*WHAT THE TASK REQUIRES*
From the entries below, copy exactly the lines from the one that contains "x=354, y=15" through the one that contains "x=148, y=314", both included, and only those.

*DATA RECORDS*
+===+
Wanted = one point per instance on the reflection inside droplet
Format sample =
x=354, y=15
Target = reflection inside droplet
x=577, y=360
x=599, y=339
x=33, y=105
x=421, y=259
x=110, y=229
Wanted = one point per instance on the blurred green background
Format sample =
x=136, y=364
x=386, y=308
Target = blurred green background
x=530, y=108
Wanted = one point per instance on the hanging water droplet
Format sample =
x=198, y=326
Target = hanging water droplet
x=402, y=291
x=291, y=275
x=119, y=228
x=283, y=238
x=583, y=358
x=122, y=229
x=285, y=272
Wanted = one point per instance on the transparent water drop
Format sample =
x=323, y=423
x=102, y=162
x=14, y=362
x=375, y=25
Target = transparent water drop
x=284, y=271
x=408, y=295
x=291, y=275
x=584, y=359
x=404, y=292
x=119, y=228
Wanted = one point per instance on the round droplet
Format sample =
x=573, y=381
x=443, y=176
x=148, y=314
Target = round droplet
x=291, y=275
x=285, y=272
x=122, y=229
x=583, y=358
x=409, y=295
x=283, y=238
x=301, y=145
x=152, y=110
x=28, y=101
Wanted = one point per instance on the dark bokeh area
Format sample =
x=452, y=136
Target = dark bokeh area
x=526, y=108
+===+
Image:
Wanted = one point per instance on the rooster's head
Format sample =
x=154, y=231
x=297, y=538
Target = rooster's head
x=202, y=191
+===+
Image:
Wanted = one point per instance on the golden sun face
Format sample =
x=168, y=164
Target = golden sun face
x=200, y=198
+===+
*PROBLEM SOLUTION*
x=354, y=15
Target = reflection inside droplet
x=577, y=360
x=599, y=339
x=33, y=105
x=421, y=259
x=110, y=229
Wanted = one point per instance on the blurred green background
Format sample =
x=136, y=364
x=386, y=308
Target = blurred green background
x=530, y=108
Wanted = one point per instance on the hanging water droplet
Format sample =
x=198, y=326
Target = hanging water droplet
x=402, y=291
x=291, y=275
x=119, y=228
x=283, y=238
x=583, y=358
x=122, y=229
x=285, y=272
Wanted = one point per instance on the transparent water drop
Format sample =
x=323, y=423
x=102, y=162
x=14, y=362
x=375, y=25
Target = transparent water drop
x=284, y=271
x=408, y=295
x=291, y=275
x=584, y=359
x=404, y=292
x=119, y=228
Wanted = one point per instance on the round droplet
Format sample =
x=573, y=381
x=443, y=176
x=148, y=314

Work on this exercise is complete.